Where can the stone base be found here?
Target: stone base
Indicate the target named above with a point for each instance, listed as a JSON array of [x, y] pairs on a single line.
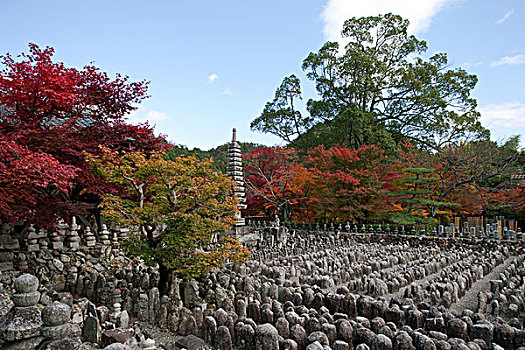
[[57, 245], [73, 245], [25, 344], [33, 248], [20, 323]]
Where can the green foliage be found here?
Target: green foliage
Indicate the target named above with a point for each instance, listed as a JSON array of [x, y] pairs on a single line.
[[414, 200], [352, 127], [280, 116], [383, 86], [219, 154]]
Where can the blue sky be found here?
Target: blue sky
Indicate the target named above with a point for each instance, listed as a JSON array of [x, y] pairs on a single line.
[[214, 64]]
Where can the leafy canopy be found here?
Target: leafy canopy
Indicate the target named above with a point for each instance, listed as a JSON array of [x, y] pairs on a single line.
[[52, 114], [180, 206]]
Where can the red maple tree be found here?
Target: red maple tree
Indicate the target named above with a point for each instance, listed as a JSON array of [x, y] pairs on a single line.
[[49, 116]]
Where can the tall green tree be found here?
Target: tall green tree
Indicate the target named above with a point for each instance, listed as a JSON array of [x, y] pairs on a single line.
[[414, 199], [280, 116], [381, 74]]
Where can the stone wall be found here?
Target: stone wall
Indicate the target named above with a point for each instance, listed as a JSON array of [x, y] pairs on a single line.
[[300, 290]]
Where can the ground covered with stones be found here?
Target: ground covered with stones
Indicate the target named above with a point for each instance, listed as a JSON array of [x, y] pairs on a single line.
[[310, 291]]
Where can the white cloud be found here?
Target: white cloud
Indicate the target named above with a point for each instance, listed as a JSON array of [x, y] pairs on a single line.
[[509, 61], [508, 115], [505, 17], [419, 12], [212, 78]]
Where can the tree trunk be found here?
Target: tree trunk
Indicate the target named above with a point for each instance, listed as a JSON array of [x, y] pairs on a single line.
[[166, 281]]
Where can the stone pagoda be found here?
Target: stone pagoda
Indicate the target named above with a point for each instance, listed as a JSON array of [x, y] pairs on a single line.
[[236, 174]]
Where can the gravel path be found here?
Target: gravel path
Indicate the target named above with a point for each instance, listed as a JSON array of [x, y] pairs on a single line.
[[470, 299]]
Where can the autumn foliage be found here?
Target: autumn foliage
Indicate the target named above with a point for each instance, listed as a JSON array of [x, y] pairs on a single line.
[[49, 115]]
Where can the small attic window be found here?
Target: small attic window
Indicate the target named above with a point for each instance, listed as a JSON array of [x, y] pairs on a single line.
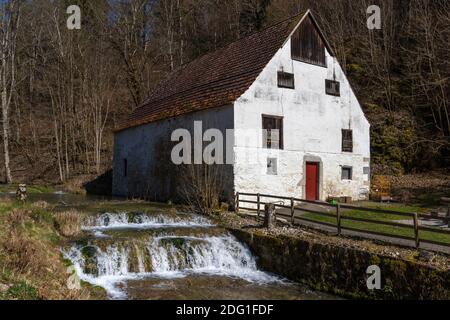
[[286, 80], [347, 140], [333, 88]]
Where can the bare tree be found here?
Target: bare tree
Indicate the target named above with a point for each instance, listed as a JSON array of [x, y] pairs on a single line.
[[201, 187], [10, 21]]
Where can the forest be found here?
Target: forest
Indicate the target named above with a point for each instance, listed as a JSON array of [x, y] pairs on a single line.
[[64, 91]]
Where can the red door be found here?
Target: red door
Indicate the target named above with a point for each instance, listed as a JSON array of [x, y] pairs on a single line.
[[312, 181]]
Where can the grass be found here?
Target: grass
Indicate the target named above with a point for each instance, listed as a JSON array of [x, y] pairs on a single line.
[[31, 266], [392, 230]]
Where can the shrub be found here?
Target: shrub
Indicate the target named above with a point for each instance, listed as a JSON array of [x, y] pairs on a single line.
[[68, 223]]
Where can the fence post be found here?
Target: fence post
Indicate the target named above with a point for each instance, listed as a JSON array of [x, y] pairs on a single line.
[[339, 218], [258, 199], [448, 215], [416, 230], [292, 211]]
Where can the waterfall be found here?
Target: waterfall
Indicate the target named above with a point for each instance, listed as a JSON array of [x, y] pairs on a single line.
[[108, 221]]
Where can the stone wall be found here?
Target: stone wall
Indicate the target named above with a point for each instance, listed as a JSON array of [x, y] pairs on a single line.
[[342, 271]]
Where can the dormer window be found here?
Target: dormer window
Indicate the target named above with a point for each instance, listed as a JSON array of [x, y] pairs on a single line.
[[286, 80], [333, 88], [307, 44]]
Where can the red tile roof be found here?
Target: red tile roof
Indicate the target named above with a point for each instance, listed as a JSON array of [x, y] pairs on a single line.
[[215, 79]]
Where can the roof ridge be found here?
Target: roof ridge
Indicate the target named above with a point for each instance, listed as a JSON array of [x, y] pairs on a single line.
[[181, 67], [241, 38]]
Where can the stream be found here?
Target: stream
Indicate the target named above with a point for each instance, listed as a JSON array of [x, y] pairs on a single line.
[[148, 252]]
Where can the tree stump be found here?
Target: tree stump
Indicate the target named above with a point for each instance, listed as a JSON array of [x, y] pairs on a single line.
[[270, 217], [21, 193]]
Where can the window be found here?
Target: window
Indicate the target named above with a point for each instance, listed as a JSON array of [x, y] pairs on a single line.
[[347, 141], [125, 167], [286, 80], [272, 166], [347, 173], [333, 88], [273, 132], [307, 44]]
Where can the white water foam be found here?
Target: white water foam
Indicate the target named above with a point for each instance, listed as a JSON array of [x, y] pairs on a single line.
[[111, 221]]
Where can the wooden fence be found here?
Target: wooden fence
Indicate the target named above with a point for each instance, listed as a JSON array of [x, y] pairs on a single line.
[[339, 216]]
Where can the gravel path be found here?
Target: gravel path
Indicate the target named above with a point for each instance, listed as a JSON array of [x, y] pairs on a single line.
[[249, 222]]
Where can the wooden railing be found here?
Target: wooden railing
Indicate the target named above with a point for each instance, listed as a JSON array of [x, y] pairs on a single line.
[[339, 216]]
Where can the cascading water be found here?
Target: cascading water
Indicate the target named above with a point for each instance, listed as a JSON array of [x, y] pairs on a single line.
[[163, 253]]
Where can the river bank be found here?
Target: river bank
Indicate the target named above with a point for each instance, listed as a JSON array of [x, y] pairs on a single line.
[[31, 265], [338, 265], [127, 250]]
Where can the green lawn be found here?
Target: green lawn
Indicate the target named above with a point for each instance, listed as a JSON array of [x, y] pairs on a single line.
[[406, 232]]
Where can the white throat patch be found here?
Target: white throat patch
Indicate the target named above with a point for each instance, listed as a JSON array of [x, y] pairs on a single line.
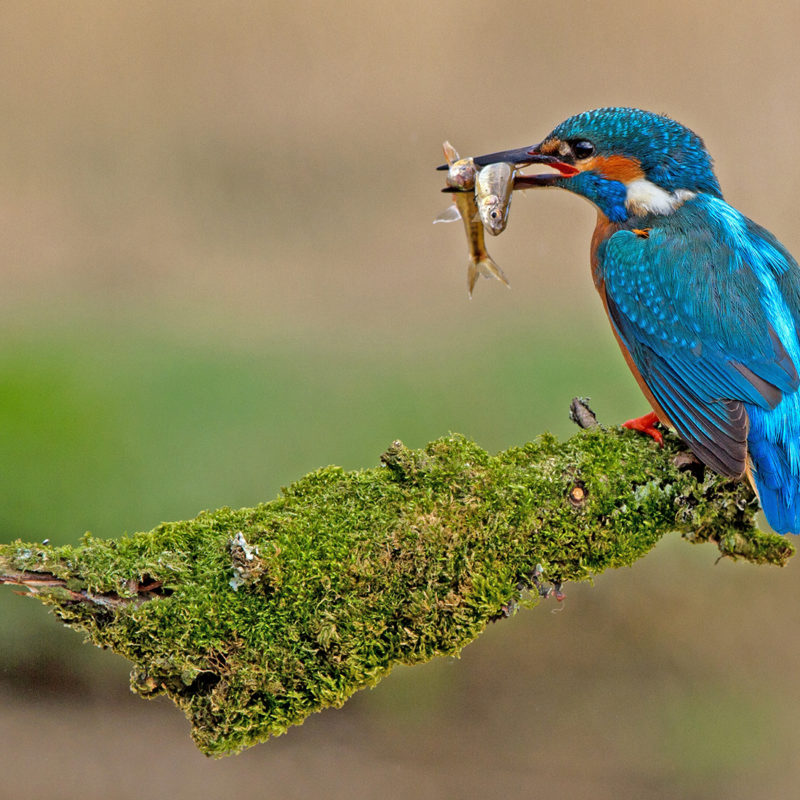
[[645, 197]]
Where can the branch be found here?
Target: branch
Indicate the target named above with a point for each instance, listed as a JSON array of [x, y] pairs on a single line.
[[252, 619]]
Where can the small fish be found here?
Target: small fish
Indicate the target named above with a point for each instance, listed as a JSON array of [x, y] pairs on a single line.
[[466, 207], [493, 187]]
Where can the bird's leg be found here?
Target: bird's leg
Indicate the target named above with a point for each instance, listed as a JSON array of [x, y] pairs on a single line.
[[646, 424]]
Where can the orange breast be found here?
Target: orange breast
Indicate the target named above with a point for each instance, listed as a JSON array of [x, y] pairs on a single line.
[[603, 230]]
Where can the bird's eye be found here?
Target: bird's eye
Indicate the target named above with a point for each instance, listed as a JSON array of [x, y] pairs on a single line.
[[582, 149]]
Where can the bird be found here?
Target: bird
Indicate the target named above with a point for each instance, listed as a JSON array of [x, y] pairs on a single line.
[[704, 302]]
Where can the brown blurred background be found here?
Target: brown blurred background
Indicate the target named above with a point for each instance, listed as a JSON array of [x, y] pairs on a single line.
[[219, 271]]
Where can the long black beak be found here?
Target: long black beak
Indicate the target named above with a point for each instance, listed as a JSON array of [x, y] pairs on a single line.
[[522, 157]]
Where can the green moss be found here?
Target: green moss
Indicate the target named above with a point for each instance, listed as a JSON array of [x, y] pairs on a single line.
[[251, 619]]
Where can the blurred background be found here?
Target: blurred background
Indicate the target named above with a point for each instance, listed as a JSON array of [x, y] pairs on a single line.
[[219, 272]]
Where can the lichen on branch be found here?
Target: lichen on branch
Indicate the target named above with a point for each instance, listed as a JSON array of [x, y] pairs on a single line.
[[252, 619]]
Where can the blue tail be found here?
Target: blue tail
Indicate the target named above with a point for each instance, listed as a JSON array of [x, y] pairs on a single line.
[[774, 446]]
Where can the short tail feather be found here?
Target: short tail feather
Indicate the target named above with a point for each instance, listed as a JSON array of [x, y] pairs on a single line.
[[775, 453]]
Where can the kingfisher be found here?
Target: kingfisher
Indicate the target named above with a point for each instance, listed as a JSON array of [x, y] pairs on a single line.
[[704, 303]]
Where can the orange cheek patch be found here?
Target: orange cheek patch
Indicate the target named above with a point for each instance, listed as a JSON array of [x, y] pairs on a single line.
[[615, 168]]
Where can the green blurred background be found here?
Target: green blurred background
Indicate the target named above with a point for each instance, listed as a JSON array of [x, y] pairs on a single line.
[[219, 272]]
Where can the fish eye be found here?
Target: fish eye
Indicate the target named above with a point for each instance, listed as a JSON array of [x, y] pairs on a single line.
[[582, 149]]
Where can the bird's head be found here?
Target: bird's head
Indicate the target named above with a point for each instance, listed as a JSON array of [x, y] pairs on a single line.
[[628, 162]]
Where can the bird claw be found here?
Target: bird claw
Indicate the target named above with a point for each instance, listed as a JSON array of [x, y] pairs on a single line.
[[646, 425]]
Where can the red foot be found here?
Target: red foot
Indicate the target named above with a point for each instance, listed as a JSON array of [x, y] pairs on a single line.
[[645, 424]]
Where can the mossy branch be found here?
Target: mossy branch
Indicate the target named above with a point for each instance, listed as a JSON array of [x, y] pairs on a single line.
[[252, 619]]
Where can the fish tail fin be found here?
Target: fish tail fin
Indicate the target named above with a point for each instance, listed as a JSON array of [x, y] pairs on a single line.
[[484, 266], [450, 214], [450, 153], [774, 448]]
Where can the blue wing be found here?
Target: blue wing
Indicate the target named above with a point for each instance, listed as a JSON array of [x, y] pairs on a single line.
[[708, 305]]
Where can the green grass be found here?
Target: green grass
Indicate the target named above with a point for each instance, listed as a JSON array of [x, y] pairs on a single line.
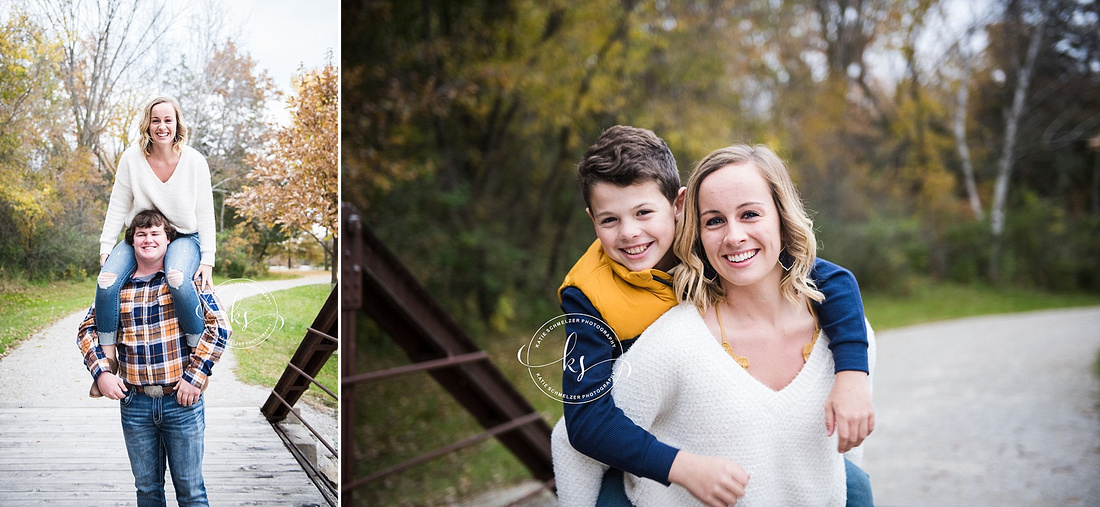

- - - - - - -

*What is being asked*
Repeat, word for word, the lines above between the line holding "Target: roof ridge" and the line holding "Target: white water foam", inclusive; omit everything else.

*Written response*
Target: roof ridge
Indicate the target named above with a point for each instance, listed as a JSON array of [x, y] pairs on a single line.
[[181, 67], [241, 38]]
Where can the stream be found here?
Target: stream
Indicate the target named above with a point for each instance, listed as a JSON array of [x, y] pairs on a single line.
[[148, 252]]
Where can the tree stump be found here?
Target: tree stump
Indicate the target named above with a point for each instance, listed as a JSON array of [x, y] pairs on a single line.
[[270, 217], [21, 193]]
Where can the window be found here?
Target: window
Indicate the target named above with a point for each instance, listed as a JSON array of [x, y] pairs on a single line.
[[347, 141], [125, 167], [286, 80], [272, 166], [347, 173], [333, 88], [273, 132], [307, 44]]
Where can the white water foam be found here?
Target: white water foam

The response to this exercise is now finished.